▸ SUPPLIED TEXT:
# Cricket eggs ?



## CWD (Feb 11, 2007)

any 1 got pics of cricket eggs ???


----------



## CWD (Feb 11, 2007)

bump........


----------



## CWD (Feb 11, 2007)

^^^^^^^^^^^^^^^


----------



## ANT (Nov 11, 2007)

i have'nt got any pics but they are tiny and they look like miniture grains of rice! 
hope this helps


----------



## Rainwater (Apr 18, 2007)

ive been looking for little rice things and im either missing them or i dont know what the bloomer im looking for


----------



## CWD (Feb 11, 2007)

babygyalsw2 said:


> ive been looking for little rice things and im either missing them or i dont know what the bloomer im looking for




:lol2:


----------



## CWD (Feb 11, 2007)

some 1s gota have a pic


----------



## BG-Gecko (Nov 12, 2007)

theyre not perfectly white more like seethrough


----------



## iiisecondcreep (Oct 29, 2007)

Google images!!!!!!!!!!!!!! :crazy:
http://www.aqua-terra-vita.com/Images/Crickets/CricketsHatching3x5(72ppi)-1.jpg 
baby crix and eggs.

I never tried to breed crix but if I don't manage to make them dinner in time then they'll lay in someplace damp, like a lid with damp cotton wool in it, or some damp soil/substrate and I end up with a squillion billion babies that I don't want.


----------



## zirliz (Nov 15, 2006)

Normally you won't see the eggs because they're buried by the female I had them breed in my tarantula tank once I didn't notice until all these tiny crix were running about the place


----------

▸ SET TASKS:
1. State whether each statement agrees with the cricket egg thread, answering yes or no and quoting the words of the thread that decide it: (a) One poster compares the eggs to tiny grains of rice. (b) One poster says the eggs are perfectly white. (c) A poster says the female usually leaves the eggs in plain view.
2. Copy the passage of the cricket egg thread starting with "## iiisecondcreep (Oct" and going on through "I don't want.".
These items were taken from a separate source.

[Saved entries]
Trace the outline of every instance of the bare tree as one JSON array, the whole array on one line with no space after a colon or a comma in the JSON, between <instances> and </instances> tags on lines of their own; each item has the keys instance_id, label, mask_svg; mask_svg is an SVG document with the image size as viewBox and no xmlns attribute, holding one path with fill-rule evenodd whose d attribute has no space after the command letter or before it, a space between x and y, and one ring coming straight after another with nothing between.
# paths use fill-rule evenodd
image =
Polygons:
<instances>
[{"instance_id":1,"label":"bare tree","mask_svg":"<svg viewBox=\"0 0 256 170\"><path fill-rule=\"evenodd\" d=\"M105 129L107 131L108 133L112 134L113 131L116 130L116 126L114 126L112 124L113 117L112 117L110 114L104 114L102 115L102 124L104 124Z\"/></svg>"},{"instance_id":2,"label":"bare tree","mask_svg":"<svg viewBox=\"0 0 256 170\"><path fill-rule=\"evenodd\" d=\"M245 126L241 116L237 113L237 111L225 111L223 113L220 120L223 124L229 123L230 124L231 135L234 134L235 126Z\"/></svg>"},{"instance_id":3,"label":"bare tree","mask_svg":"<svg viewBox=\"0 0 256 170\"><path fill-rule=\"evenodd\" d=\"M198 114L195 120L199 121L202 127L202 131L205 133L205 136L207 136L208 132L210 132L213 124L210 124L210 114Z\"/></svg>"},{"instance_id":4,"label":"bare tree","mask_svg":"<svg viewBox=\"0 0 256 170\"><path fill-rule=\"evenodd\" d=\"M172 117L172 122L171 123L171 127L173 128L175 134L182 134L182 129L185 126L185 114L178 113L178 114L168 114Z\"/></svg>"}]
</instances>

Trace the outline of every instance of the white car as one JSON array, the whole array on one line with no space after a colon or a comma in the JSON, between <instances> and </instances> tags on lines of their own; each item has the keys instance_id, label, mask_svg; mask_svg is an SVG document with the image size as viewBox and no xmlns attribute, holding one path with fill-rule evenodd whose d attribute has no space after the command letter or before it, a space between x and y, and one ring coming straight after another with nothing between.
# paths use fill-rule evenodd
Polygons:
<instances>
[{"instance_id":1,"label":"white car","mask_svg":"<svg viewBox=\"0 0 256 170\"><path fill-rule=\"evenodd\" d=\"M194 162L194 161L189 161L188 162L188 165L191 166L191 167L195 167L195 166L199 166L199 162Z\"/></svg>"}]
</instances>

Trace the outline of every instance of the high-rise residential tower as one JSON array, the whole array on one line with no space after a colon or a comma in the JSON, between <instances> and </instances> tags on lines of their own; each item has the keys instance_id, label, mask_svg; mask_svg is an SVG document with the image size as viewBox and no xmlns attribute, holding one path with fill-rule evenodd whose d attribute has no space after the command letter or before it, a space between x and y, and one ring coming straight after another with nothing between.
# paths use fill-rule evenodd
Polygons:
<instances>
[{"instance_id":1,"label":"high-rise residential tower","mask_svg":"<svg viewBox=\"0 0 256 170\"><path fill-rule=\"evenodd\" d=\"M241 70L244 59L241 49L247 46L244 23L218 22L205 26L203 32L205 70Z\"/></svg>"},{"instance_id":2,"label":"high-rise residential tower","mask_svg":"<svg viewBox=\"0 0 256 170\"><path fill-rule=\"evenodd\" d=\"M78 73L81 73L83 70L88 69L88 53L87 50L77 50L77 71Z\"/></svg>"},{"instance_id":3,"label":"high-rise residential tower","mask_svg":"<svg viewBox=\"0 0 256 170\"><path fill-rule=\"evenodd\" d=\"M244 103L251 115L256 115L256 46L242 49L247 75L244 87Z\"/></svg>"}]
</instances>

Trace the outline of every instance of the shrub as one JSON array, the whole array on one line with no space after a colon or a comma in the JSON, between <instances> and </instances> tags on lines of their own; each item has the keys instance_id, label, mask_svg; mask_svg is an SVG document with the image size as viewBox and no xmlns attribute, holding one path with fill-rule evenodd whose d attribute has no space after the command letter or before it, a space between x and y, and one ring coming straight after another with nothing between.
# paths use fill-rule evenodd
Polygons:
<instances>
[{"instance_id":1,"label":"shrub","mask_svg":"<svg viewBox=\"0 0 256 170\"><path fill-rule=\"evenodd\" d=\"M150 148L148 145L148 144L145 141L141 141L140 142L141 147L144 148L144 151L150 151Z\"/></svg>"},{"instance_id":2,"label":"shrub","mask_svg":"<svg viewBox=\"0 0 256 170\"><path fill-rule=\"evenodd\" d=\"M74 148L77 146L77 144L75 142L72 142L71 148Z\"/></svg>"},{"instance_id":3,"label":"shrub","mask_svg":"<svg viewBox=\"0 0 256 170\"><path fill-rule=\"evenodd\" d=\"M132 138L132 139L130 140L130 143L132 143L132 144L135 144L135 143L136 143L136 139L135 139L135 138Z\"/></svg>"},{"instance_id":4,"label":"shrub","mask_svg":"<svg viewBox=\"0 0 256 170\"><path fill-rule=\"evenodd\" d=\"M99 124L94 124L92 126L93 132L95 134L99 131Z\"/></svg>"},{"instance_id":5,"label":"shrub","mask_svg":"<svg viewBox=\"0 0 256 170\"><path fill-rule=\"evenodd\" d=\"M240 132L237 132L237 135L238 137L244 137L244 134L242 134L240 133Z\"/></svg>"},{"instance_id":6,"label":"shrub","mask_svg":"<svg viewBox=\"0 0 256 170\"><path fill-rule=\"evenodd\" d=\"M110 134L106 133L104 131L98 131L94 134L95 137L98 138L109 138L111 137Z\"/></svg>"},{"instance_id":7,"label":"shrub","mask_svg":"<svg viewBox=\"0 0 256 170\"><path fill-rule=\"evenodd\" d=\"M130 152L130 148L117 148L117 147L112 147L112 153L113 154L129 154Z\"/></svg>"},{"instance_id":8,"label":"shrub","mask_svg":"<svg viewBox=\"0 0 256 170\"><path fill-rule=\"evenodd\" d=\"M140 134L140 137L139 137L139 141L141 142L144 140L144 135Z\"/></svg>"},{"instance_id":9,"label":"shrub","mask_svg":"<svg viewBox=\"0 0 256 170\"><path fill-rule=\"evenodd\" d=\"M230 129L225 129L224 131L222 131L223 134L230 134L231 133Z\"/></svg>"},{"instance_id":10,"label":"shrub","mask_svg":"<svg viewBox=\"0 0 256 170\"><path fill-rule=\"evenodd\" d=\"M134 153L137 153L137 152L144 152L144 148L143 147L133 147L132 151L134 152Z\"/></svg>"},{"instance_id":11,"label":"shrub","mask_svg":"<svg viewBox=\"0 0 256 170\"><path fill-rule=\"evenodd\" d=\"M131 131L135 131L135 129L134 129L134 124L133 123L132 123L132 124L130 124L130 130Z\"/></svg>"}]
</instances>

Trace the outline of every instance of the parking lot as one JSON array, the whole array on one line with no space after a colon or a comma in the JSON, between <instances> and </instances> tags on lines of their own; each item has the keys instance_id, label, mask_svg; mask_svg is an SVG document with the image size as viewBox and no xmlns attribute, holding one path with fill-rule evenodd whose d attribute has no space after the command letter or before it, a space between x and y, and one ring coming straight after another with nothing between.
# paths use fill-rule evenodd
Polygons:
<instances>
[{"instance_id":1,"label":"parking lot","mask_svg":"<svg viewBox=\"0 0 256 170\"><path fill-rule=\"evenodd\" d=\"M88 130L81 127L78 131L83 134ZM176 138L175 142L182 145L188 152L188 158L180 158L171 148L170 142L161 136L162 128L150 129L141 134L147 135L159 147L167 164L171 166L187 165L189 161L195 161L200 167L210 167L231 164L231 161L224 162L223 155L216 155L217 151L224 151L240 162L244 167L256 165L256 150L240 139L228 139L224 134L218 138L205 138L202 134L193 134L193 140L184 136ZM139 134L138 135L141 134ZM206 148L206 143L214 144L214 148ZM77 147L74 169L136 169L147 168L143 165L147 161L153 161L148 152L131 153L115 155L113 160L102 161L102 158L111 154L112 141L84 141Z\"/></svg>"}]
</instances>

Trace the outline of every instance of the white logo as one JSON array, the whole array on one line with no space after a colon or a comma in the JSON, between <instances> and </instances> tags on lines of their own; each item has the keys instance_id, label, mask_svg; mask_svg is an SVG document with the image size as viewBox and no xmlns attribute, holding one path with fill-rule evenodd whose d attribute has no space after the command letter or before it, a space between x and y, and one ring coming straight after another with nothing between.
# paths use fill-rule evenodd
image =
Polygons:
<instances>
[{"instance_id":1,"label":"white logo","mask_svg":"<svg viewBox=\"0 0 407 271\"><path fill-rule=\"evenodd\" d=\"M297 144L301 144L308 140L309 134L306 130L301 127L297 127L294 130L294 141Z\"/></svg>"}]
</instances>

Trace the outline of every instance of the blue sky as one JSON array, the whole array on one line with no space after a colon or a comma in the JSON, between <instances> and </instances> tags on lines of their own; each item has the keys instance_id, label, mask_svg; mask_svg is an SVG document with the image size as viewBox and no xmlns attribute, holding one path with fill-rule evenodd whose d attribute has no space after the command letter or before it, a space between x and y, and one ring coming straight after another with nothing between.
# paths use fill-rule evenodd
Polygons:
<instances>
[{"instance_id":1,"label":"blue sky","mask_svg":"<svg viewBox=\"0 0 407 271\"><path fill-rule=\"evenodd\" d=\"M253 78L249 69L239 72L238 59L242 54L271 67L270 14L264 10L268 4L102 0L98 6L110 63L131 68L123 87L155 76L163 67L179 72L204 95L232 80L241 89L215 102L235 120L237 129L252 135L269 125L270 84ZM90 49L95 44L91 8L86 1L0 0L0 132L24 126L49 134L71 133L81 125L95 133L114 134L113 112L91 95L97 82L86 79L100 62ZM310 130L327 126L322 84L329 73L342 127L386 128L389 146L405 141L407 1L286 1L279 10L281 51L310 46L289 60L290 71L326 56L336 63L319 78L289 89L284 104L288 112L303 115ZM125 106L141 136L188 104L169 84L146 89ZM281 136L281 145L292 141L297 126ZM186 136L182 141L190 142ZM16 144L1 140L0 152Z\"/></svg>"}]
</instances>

▸ TASK-BY-TASK RESULTS:
1.
(a) Yes: "they look like miniture grains of rice!"
(b) No: "theyre not perfectly white more like seethrough"
(c) No: "Normally you won't see the eggs because they're buried by the female"

2.
## iiisecondcreep (Oct 29, 2007)

Google images!!!!!!!!!!!!!! :crazy:
http://www.aqua-terra-vita.com/Images/Crickets/CricketsHatching3x5(72ppi)-1.jpg 
baby crix and eggs.

I never tried to breed crix but if I don't manage to make them dinner in time then they'll lay in someplace damp, like a lid with damp cotton wool in it, or some damp soil/substrate and I end up with a squillion billion babies that I don't want.